** Supplied information **
☆ ☆ ☆ ☆ ☆ ☆ ☆
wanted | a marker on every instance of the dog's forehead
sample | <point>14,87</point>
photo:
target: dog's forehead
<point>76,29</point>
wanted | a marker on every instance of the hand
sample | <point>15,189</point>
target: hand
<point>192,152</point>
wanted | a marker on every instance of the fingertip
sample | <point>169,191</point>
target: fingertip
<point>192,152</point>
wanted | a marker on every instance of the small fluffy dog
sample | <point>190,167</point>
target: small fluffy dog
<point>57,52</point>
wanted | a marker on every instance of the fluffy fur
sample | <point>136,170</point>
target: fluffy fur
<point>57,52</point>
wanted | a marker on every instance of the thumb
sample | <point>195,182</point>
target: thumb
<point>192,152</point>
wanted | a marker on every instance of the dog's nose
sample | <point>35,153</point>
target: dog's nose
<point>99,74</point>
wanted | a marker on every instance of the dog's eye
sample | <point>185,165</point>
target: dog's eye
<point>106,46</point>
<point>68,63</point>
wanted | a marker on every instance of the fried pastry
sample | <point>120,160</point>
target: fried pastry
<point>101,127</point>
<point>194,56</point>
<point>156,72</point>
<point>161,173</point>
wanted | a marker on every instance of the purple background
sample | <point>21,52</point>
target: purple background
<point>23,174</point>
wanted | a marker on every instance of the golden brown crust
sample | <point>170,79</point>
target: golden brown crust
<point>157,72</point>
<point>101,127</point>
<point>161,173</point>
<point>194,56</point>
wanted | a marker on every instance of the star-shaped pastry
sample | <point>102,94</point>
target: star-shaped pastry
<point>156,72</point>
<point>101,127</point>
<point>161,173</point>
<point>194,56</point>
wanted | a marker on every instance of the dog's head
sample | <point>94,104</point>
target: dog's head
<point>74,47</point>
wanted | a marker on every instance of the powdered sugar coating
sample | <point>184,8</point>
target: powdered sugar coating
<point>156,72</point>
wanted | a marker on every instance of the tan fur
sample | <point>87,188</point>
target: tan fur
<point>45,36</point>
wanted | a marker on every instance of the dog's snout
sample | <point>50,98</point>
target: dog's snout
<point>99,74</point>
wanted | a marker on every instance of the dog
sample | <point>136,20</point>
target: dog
☆ ☆ ☆ ☆ ☆ ☆ ☆
The records above are to be copied in full, exactly as written.

** Worked solution **
wanted | a marker on every instance of the dog's forehead
sample | <point>14,87</point>
photo:
target: dog's forehead
<point>76,29</point>
wanted | a marker on every instance of the hand
sample | <point>15,189</point>
target: hand
<point>192,152</point>
wanted | a marker on every instance of the fingertip
sample | <point>169,191</point>
target: fingertip
<point>192,152</point>
wanted | a marker on every instance of the small fluffy dog
sample | <point>190,167</point>
target: small fluffy dog
<point>57,52</point>
wanted | a marker on every instance of the fluffy fur
sample | <point>136,170</point>
target: fluffy fur
<point>57,52</point>
wanted | a marker on every instance of the thumb
sample | <point>195,182</point>
target: thumb
<point>192,152</point>
wanted | a marker on every instance of the dog's nose
sample | <point>35,153</point>
target: dog's nose
<point>99,74</point>
wanted | a marker on every instance of the dog's eye
sample | <point>185,165</point>
target: dog's eye
<point>106,46</point>
<point>68,63</point>
wanted | a marker on every instance of the fried pastry
sample | <point>120,160</point>
target: fried pastry
<point>101,127</point>
<point>194,56</point>
<point>156,72</point>
<point>161,173</point>
wanted | a marker on every instance of the purple background
sample | <point>21,52</point>
target: purple background
<point>23,174</point>
wanted | a marker on every instance of the golden brown crust
sample | <point>170,79</point>
target: golden brown crust
<point>157,72</point>
<point>101,127</point>
<point>161,173</point>
<point>194,56</point>
wanted | a marker on every instance of the star-shaped pastry
sample | <point>102,94</point>
target: star-shaped pastry
<point>156,72</point>
<point>101,127</point>
<point>161,173</point>
<point>194,56</point>
wanted | a marker on every instance of the dog's head
sample | <point>94,104</point>
target: dog's head
<point>74,47</point>
wanted | a marker on every instance of the powdered sugar coating
sample | <point>184,8</point>
target: powdered sugar coating
<point>156,72</point>
wanted | a marker on every instance of the tan fur
sample | <point>87,188</point>
target: tan fur
<point>45,36</point>
wanted | a marker on every instance of the dog's snout
sample | <point>50,98</point>
target: dog's snout
<point>99,74</point>
wanted | a marker on every instance of the dog
sample | <point>136,20</point>
target: dog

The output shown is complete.